**Kaynak**
3 Eylül 2011 Cumartesi

i'm lovin' it

ütopya yazarken, kahve, sigara ve ezginin günlüğü eşliğinde yazmam gerekirken, kola, cips ve yabancı müzik ile yazmam, neden aslında yazmamam gerektiğini çok güzel açıklıyor aslında ama ben sakal bırakarak da bir yerlerinden yakaladığımı düşünüyorum.

1 Eylül 2011 Perşembe

ya noluyoz yeââ?

efendim, günlerdir ütopyalar üzerine okumalar yapıyorum. bu okumaların çoğu da, modernizm-postmodernizm kardeşlere dayanıyor. bunlar da komünizm-kapitalizmin alt metinlerinde geçtiklerinden, modernist ütopya derken komünizm, postmodernist ütopya derken kapitalizmi kastediyorum. ben bunları kastetmek istiyor muyum, soran yok tabi. ben belki sadece kübik evlerle, yamuk evler arasındaki seçimimi belirtip çıkacaktım. ama olmuyor.
bir de okuduğum bütün metinlerde halk yerle bir dostlarım. yok neymiş, çok manipüle ediliyormuşuz, hemen kandırılıyormuşuz, çok çabuk unutuyormuşuz, belleğimiz yokmuş, birbirimize benzeyen, eleştiri yoksunu kör bir nesil haline gelmişiz... falan da. daha neler neler. ya bir dakika dostum, sen kimsin şimdi, niye kendini tenzih ettin kalemi eline aldın diye, o bir. benim de hayatımda türlü şey oluyor, kendi hayatımı zor kurtarıyorum, ne istiyorsun benden, tabi ki manipüle olurum, kimin hangi konuda ne kadar doğru söylediğini kanıtlayamıyorsam, birine inanacağım, bu iki. eleştiri yoksunu diyorsun, etiğin bu kadar değişkenlik gösterdiği ve her türlü eleştirinin bir kesimi incittiğini göz önünde bulundurarak, ben kimseye parmak sallama hakkını kendimde görmüyorumdur belki, bu üç. ben daha yediğim yemeği zor hatırlıyorum, sürekli etrafımda bir şeyler oluyor, bunları aklımda tutamazken, bana belleksiz olmakla gelme lütfen, bu da beyin yani. ne istiyorsunuz lan benden? zaten doğar doğmaz nereye geldiğimi anlayamadığım bir hayatta yaşıyorum, kime bu tafranız?
böyle duygularla okuyorum metinleri. bu konulardan hep biraz kaçmış olmamın da etkisi vardır tabi, üzerime alınmamda=) yoksa benim de ütopyam var. imagine my friends=)
neyse, ben bu metinlerden buhranlar gelmişken, uykularımı kaçıran "benim ideal dünyam ne ola ki?" sorusunu biraz aralamak için kuzenimle sinemaya gittim. şirinler vardı. 3d olduğunu dahi bilmeyerek girdim. hatta o gözlükleri görünce biraz bozuldum. n'alakası var yea, şirinleri izlicektik, ne 3boyutu falan dedim. (çok da çirkin olmuşlar ayrıca)
meğer benim şirinler diye izlemeye gittiğim şey, "komünist ütopyaların kapitalist toplumlardaki yeri" isimli 3d animasyonmuş. kafamı dağıtmak niyetim, filmden gelen alt metinler sayesinde yerle bir oldu. kafam karıştıkça karıştı, sinirlerim bozuldukça bozuldu.

**Sağlanan Veriler**
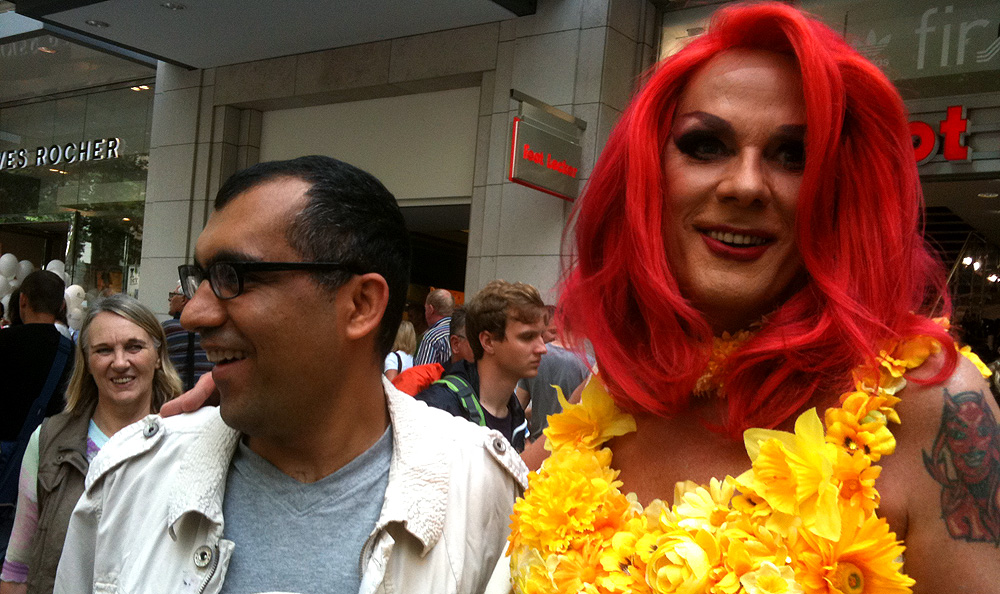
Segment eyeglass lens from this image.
[208,262,241,299]
[178,262,242,299]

**İstenen**
Kaynak metnin "ütopya yazarken, kahve, sigara" ile başlayıp "ya noluyoz yeââ?" ile biten bölümünü hiçbir değişiklik yapmadan aktarın.

**Yanıt**
ütopya yazarken, kahve, sigara ve ezginin günlüğü eşliğinde yazmam gerekirken, kola, cips ve yabancı müzik ile yazmam, neden aslında yazmamam gerektiğini çok güzel açıklıyor aslında ama ben sakal bırakarak da bir yerlerinden yakaladığımı düşünüyorum.

1 Eylül 2011 Perşembe

ya noluyoz yeââ?